PROVIDED INFORMATION:
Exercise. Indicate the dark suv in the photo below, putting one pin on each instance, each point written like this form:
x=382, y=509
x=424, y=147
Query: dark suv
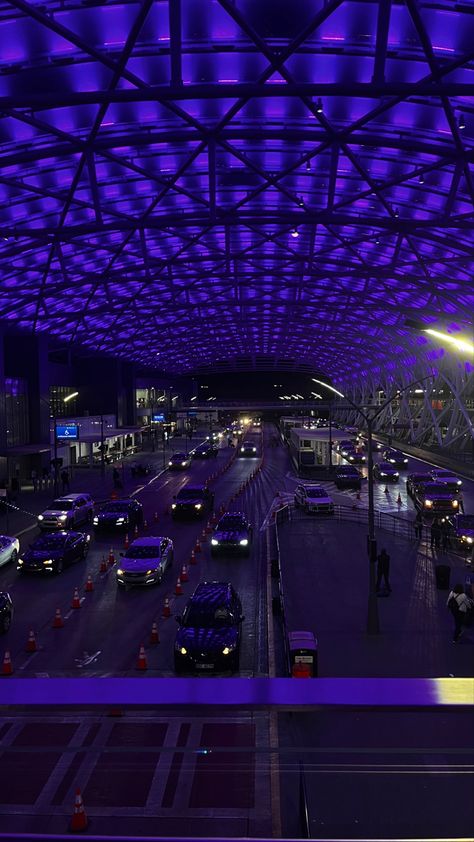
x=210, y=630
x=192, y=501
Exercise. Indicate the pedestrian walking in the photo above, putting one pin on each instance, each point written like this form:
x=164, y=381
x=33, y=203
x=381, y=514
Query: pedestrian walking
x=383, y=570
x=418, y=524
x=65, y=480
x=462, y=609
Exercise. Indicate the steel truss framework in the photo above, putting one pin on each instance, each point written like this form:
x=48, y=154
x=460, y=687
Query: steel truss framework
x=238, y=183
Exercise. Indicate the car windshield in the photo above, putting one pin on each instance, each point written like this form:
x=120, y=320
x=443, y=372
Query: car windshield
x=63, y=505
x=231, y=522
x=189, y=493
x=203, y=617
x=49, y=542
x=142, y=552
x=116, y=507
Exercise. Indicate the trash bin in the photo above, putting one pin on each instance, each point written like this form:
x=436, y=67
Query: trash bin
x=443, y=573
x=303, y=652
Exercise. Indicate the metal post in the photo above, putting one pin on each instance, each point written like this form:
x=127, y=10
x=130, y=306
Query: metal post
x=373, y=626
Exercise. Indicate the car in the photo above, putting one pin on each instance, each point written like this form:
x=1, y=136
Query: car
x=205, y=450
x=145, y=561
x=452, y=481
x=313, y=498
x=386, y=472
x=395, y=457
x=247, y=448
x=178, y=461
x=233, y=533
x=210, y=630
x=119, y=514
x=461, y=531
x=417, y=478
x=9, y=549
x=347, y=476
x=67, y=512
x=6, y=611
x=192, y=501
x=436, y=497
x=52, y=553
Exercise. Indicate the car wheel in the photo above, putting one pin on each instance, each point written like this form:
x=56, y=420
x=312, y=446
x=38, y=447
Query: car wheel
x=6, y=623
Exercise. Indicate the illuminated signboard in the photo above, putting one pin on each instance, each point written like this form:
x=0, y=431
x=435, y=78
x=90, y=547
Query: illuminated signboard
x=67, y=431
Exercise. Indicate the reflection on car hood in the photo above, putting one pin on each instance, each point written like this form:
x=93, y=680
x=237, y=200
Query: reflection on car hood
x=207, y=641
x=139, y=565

--

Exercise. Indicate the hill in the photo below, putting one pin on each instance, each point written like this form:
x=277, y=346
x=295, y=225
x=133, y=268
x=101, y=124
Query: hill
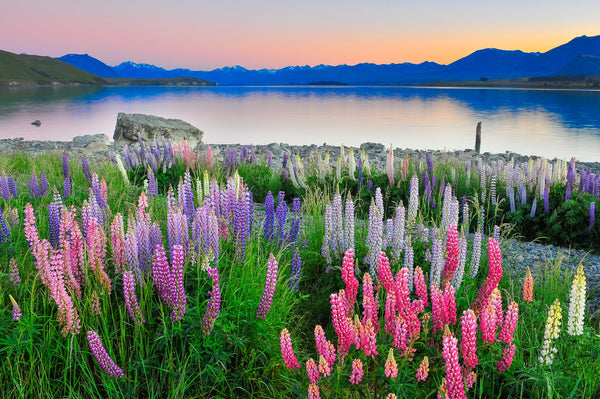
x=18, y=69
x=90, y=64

STATED PROBLEM: Reproduce the material word for word, starting with the line containing "Exercise. Indicate the dark" and going on through the line containing "x=462, y=609", and leave out the pictures.

ANSWER FOR THIS EXERCISE:
Exercise. Indicate the dark suv in the photo below, putting one pin on each instance, each point written like this form:
x=382, y=509
x=424, y=147
Query: dark suv
x=210, y=630
x=192, y=501
Exercise. Indicate the pedestrian walking in the photo above, putting one pin on each instance, each point written like this form:
x=164, y=381
x=33, y=203
x=381, y=514
Query: pedestrian walking
x=383, y=570
x=418, y=524
x=65, y=480
x=462, y=609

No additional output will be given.